◆ Work to be completed: Could you offset every coordinate in the answers by adding 73 to each number and write these lines out again with their requests? Begin at the line that has "open laptop -> point", stop after the final line, and leave the pictures out of your answer.

Rows from a pointing dataset:
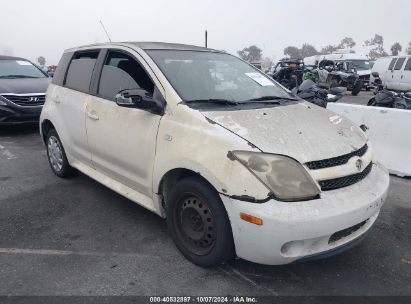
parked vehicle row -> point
(235, 163)
(347, 62)
(22, 90)
(387, 98)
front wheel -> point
(57, 156)
(198, 223)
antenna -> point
(206, 38)
(102, 25)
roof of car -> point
(3, 57)
(152, 46)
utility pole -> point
(206, 38)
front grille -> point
(346, 232)
(344, 181)
(365, 77)
(336, 161)
(29, 100)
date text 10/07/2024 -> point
(187, 299)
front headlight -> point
(287, 179)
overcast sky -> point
(46, 27)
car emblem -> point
(34, 99)
(358, 164)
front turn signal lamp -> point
(285, 177)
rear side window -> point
(399, 63)
(80, 70)
(58, 77)
(391, 66)
(122, 72)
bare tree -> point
(396, 49)
(251, 53)
(42, 61)
(292, 51)
(378, 50)
(328, 49)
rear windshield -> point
(19, 69)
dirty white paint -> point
(388, 131)
(293, 230)
(305, 133)
(131, 150)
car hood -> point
(364, 72)
(24, 85)
(302, 130)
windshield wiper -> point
(213, 100)
(17, 76)
(275, 99)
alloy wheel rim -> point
(195, 225)
(55, 153)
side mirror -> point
(139, 99)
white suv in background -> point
(395, 72)
(235, 163)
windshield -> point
(197, 75)
(19, 69)
(360, 64)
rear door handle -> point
(92, 115)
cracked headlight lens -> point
(286, 178)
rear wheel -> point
(198, 223)
(371, 102)
(57, 156)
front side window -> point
(203, 75)
(358, 64)
(399, 63)
(11, 68)
(80, 71)
(122, 72)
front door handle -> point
(92, 115)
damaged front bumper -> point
(296, 230)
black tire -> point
(198, 223)
(63, 168)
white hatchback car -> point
(234, 162)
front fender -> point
(187, 140)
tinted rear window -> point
(399, 63)
(80, 71)
(408, 65)
(391, 66)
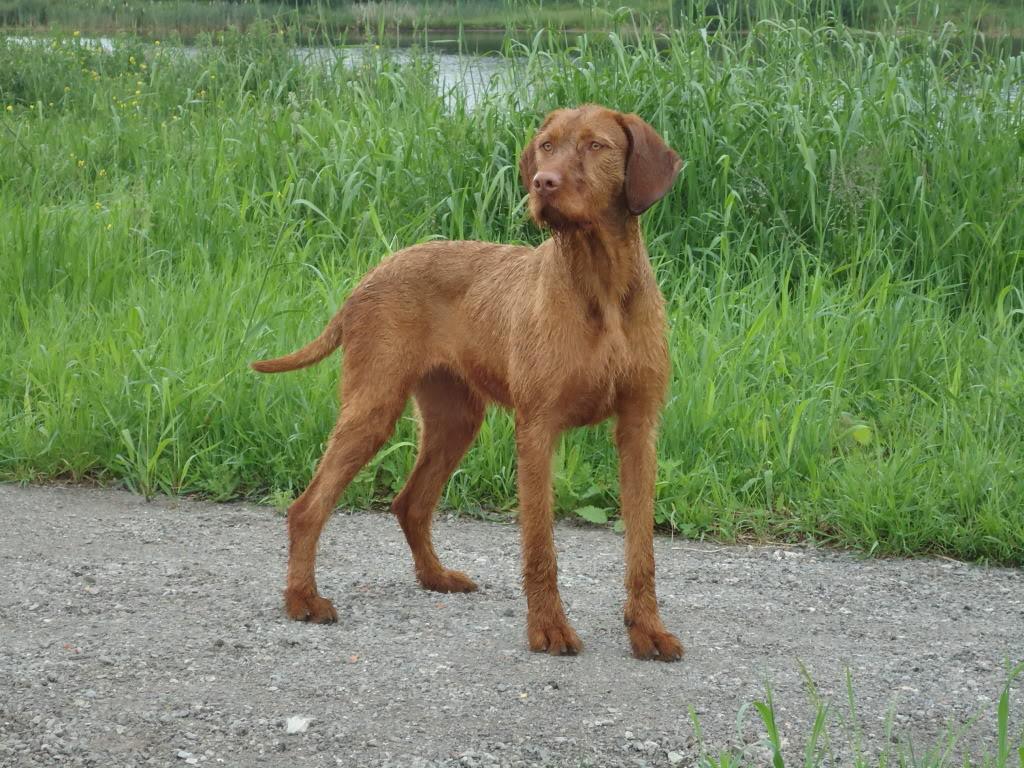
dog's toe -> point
(657, 644)
(309, 608)
(556, 639)
(448, 581)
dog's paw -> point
(306, 607)
(555, 637)
(448, 581)
(657, 644)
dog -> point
(565, 335)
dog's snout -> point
(547, 181)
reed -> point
(842, 258)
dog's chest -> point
(599, 357)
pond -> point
(470, 72)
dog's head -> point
(586, 164)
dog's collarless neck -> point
(601, 260)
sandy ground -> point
(135, 633)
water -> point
(471, 75)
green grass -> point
(836, 737)
(842, 258)
(313, 17)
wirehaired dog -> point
(565, 335)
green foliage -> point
(835, 733)
(841, 257)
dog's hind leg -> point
(451, 416)
(367, 420)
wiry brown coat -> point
(565, 335)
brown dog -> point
(565, 335)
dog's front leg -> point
(547, 628)
(635, 432)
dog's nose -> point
(547, 181)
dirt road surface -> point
(152, 633)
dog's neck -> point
(601, 259)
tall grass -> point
(835, 737)
(842, 258)
(337, 17)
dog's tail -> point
(314, 351)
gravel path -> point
(136, 633)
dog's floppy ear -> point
(650, 167)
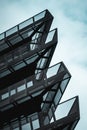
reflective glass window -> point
(12, 92)
(4, 73)
(1, 36)
(35, 124)
(50, 36)
(21, 88)
(4, 96)
(39, 16)
(63, 84)
(25, 23)
(57, 97)
(3, 45)
(26, 127)
(52, 71)
(16, 129)
(29, 84)
(63, 109)
(11, 31)
(19, 66)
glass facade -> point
(30, 90)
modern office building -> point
(30, 90)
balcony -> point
(26, 60)
(40, 92)
(25, 32)
(65, 117)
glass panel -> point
(44, 97)
(35, 124)
(50, 36)
(63, 84)
(15, 39)
(16, 129)
(21, 88)
(57, 97)
(4, 96)
(52, 120)
(19, 66)
(3, 46)
(52, 71)
(39, 16)
(31, 59)
(13, 92)
(1, 36)
(6, 72)
(29, 84)
(26, 127)
(11, 31)
(25, 23)
(63, 109)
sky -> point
(70, 17)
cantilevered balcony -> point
(37, 93)
(26, 60)
(65, 117)
(26, 31)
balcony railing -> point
(42, 88)
(66, 117)
(33, 27)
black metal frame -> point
(30, 90)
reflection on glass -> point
(26, 23)
(4, 96)
(63, 84)
(4, 73)
(19, 66)
(39, 16)
(50, 36)
(52, 71)
(3, 46)
(1, 36)
(13, 92)
(57, 97)
(16, 129)
(11, 31)
(21, 88)
(35, 124)
(26, 127)
(63, 109)
(29, 84)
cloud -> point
(76, 10)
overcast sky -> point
(70, 17)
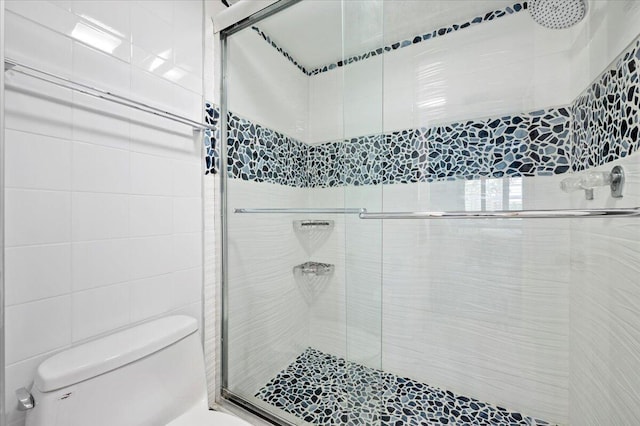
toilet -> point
(148, 375)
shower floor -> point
(323, 389)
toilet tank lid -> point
(108, 353)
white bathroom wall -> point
(266, 311)
(268, 322)
(103, 204)
(500, 67)
(480, 307)
(265, 87)
(608, 28)
(605, 338)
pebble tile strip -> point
(418, 38)
(326, 390)
(600, 126)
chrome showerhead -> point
(557, 14)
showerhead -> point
(557, 14)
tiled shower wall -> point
(103, 205)
(498, 329)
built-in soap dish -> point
(313, 225)
(314, 268)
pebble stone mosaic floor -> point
(326, 390)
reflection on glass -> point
(493, 194)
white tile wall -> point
(473, 73)
(103, 205)
(541, 321)
(265, 87)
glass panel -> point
(363, 145)
(268, 298)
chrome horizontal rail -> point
(301, 211)
(17, 67)
(507, 214)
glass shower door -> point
(303, 275)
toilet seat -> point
(203, 417)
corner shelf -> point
(314, 268)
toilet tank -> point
(145, 375)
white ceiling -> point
(312, 31)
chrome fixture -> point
(17, 67)
(312, 225)
(558, 14)
(25, 399)
(590, 180)
(507, 214)
(314, 268)
(301, 211)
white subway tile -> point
(151, 175)
(150, 216)
(99, 216)
(99, 69)
(37, 217)
(159, 136)
(187, 250)
(151, 256)
(152, 296)
(111, 16)
(187, 286)
(37, 327)
(100, 310)
(37, 272)
(37, 161)
(162, 9)
(187, 215)
(37, 45)
(100, 169)
(37, 107)
(187, 179)
(99, 263)
(100, 122)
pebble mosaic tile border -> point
(326, 390)
(600, 126)
(606, 115)
(533, 144)
(260, 154)
(212, 155)
(418, 38)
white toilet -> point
(148, 375)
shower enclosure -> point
(422, 223)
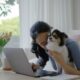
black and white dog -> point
(56, 43)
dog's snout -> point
(50, 38)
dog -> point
(56, 43)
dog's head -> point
(56, 36)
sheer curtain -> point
(57, 13)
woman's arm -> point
(67, 68)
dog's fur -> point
(56, 43)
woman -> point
(75, 55)
(39, 33)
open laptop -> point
(18, 61)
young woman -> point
(74, 55)
(39, 33)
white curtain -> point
(56, 13)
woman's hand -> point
(35, 66)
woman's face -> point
(42, 38)
(56, 38)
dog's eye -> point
(55, 36)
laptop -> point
(19, 61)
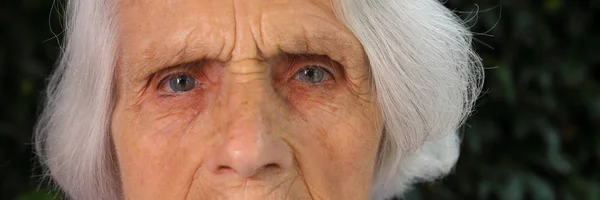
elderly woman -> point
(256, 99)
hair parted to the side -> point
(71, 137)
(426, 76)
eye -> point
(313, 74)
(180, 83)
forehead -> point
(167, 32)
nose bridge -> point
(249, 146)
(245, 89)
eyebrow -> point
(158, 55)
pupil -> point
(182, 83)
(313, 75)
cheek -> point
(339, 141)
(156, 152)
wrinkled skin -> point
(250, 128)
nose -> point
(251, 147)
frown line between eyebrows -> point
(156, 56)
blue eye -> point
(312, 74)
(181, 83)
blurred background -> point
(535, 133)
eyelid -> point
(165, 74)
(319, 66)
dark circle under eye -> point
(182, 83)
(312, 75)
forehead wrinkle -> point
(162, 54)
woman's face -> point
(248, 99)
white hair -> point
(425, 73)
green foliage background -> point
(535, 134)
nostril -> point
(224, 169)
(271, 165)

◆ Problem solution:
open laptop -> point
(91, 134)
young woman -> point
(147, 128)
(112, 106)
white curtain -> point
(129, 86)
woman's hand -> point
(108, 139)
woman's face -> point
(115, 111)
(129, 111)
dog's eye -> point
(128, 109)
laptop -> point
(92, 134)
elderly woman -> point
(329, 172)
hair parted to the side -> point
(144, 210)
(499, 149)
eye -> point
(386, 147)
(253, 156)
forehead -> point
(240, 105)
nose bridge -> point
(322, 219)
(318, 162)
eyebrow -> point
(231, 128)
pupil -> point
(255, 156)
(386, 148)
cheek -> point
(412, 214)
(229, 225)
wrinkled skin -> point
(323, 201)
nose -> point
(324, 220)
frown line between eyebrows -> point
(229, 129)
blue eye -> point
(385, 147)
(254, 156)
blurred background -> point
(608, 206)
eyelid -> point
(238, 147)
(392, 139)
dark circle under eye -> point
(255, 156)
(385, 148)
forehead wrinkle -> point
(235, 127)
woman's face -> point
(321, 172)
white hair -> point
(498, 146)
green foliage background -> point
(608, 207)
nostril -> point
(297, 242)
(344, 238)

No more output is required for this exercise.